[Opening Dataset extract section]

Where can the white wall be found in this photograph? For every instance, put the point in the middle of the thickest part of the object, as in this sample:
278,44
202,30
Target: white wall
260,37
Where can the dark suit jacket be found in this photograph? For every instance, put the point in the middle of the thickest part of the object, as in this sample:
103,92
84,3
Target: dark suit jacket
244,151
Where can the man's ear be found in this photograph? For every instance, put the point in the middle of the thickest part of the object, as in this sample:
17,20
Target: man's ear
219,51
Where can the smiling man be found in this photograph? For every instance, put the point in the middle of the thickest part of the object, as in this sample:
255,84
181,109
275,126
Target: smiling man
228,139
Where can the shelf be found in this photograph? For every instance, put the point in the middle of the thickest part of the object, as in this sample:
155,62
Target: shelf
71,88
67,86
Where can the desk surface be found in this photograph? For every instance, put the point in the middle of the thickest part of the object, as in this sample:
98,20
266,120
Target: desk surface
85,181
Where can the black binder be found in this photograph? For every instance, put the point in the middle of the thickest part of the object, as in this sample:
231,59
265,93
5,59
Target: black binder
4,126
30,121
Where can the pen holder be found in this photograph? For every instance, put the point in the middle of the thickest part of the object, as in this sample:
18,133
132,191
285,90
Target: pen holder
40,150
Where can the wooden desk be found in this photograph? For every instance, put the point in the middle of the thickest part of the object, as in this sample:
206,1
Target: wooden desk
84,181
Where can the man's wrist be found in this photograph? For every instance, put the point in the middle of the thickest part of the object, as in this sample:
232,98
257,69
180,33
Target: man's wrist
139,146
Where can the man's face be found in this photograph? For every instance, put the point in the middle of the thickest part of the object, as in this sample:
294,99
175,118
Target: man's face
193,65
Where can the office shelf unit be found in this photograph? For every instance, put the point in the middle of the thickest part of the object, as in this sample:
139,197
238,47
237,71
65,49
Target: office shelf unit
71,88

[Closing Dataset extract section]

What to produce
Your reply should consist only of the lines running from the line with "Where can the man's face" to the end of the listing, retyped exactly.

Answer to this problem
Where can the man's face be found in this photograph? For every instance, put the point in the middle of the thickest part of the object, as in this sample:
294,99
175,118
Target: man's face
193,65
Where can the office shelf unit be found in this photograph? For every instance, put the point in the middle of the thickest part of the object, as in this sample:
139,197
238,47
237,71
65,49
Target: office shelf unit
71,88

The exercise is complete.